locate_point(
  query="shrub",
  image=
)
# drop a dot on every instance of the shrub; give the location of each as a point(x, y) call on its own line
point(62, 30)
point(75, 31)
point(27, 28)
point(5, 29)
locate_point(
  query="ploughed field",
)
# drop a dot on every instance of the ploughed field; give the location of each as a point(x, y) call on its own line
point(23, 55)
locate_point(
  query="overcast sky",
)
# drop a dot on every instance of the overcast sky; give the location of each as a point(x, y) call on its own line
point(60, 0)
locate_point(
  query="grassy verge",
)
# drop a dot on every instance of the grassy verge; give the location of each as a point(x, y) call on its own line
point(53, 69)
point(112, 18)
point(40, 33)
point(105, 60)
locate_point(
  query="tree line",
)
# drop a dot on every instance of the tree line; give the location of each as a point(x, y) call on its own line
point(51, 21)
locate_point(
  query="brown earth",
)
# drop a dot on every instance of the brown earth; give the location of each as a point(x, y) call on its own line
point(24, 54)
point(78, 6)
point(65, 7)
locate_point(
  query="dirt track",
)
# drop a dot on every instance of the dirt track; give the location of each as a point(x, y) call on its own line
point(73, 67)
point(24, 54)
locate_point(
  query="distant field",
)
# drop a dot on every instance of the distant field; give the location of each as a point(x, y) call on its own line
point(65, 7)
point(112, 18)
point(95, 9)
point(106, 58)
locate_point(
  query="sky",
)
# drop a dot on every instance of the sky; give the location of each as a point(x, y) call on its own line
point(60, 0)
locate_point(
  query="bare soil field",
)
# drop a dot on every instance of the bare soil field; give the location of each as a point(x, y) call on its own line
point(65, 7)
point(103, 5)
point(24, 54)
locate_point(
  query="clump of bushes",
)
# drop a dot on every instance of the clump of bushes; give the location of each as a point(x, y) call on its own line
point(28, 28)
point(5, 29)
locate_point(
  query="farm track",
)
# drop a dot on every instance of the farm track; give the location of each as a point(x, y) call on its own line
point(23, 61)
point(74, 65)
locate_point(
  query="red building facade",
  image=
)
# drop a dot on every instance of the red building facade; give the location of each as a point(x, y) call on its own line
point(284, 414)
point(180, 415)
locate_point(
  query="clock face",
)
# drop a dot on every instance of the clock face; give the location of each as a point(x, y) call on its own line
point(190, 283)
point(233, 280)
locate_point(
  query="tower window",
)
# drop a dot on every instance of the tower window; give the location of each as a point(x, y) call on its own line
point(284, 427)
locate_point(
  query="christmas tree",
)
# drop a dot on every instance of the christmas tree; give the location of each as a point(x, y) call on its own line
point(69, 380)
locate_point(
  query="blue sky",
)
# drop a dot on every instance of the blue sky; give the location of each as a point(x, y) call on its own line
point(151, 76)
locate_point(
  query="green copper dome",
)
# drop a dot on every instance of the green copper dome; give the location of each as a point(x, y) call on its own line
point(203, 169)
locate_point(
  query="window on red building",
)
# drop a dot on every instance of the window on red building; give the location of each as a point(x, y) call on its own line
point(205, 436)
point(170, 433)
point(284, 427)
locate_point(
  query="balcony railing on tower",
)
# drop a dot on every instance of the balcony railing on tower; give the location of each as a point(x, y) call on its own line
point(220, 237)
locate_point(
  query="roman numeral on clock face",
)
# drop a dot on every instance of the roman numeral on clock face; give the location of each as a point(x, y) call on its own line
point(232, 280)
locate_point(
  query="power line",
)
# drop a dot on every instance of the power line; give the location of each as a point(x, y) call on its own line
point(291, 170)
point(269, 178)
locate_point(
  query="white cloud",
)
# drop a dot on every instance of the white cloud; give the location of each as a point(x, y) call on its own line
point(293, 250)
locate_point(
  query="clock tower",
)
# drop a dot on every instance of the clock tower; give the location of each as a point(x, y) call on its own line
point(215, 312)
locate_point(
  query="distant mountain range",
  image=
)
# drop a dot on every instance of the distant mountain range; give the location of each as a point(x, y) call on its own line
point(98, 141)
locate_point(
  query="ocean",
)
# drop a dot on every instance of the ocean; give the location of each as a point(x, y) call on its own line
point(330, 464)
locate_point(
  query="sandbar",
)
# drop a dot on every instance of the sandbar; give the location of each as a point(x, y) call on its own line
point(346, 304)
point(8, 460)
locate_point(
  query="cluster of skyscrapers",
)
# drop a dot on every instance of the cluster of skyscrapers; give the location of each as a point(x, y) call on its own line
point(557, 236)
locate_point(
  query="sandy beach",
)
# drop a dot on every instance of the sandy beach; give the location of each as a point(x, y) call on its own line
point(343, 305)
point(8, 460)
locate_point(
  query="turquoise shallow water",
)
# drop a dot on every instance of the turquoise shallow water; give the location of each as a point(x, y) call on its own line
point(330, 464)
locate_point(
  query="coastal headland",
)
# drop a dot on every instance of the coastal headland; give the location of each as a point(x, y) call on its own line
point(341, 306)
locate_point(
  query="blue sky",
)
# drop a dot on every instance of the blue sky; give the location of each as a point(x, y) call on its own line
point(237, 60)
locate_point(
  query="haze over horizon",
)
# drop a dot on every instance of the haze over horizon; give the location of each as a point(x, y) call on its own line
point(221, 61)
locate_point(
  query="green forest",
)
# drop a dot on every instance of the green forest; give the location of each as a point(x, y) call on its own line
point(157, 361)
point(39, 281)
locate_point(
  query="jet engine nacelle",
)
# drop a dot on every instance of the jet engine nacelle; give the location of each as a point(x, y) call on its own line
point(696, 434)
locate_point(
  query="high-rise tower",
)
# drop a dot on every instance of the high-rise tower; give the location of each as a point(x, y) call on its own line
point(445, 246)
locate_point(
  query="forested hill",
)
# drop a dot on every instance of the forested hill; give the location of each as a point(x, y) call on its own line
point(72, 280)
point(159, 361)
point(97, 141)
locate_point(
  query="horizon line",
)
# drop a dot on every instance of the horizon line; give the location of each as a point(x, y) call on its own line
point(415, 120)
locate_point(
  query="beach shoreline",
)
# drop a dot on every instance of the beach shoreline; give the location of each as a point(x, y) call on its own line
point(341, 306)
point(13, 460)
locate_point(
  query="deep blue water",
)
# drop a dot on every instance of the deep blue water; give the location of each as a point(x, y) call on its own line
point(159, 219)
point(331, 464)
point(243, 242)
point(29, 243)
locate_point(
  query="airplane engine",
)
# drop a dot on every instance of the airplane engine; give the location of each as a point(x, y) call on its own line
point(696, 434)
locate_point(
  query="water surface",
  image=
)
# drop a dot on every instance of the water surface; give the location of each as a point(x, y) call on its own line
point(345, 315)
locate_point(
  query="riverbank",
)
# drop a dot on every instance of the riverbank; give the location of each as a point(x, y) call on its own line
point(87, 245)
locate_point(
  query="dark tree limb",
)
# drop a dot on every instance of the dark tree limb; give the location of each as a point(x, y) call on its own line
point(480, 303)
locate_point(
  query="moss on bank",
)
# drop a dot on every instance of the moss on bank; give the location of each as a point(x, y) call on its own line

########

▶ _SHORT PROBLEM_:
Swap "shrub" for "bush" and repeat the part that opens at the start of the records and closes with the line containing "point(23, 55)", leaving everything else unchanged.

▶ _ANSWER BELOW_:
locate_point(
  query="bush",
  image=
)
# drop a dot on every instance of the bush; give the location of each as a point(x, y) call on its own line
point(62, 30)
point(75, 31)
point(27, 28)
point(5, 29)
locate_point(
  query="ploughed field",
)
# drop a dot on every instance of the ploughed field; give the location of each as a point(x, y) call on its own line
point(23, 55)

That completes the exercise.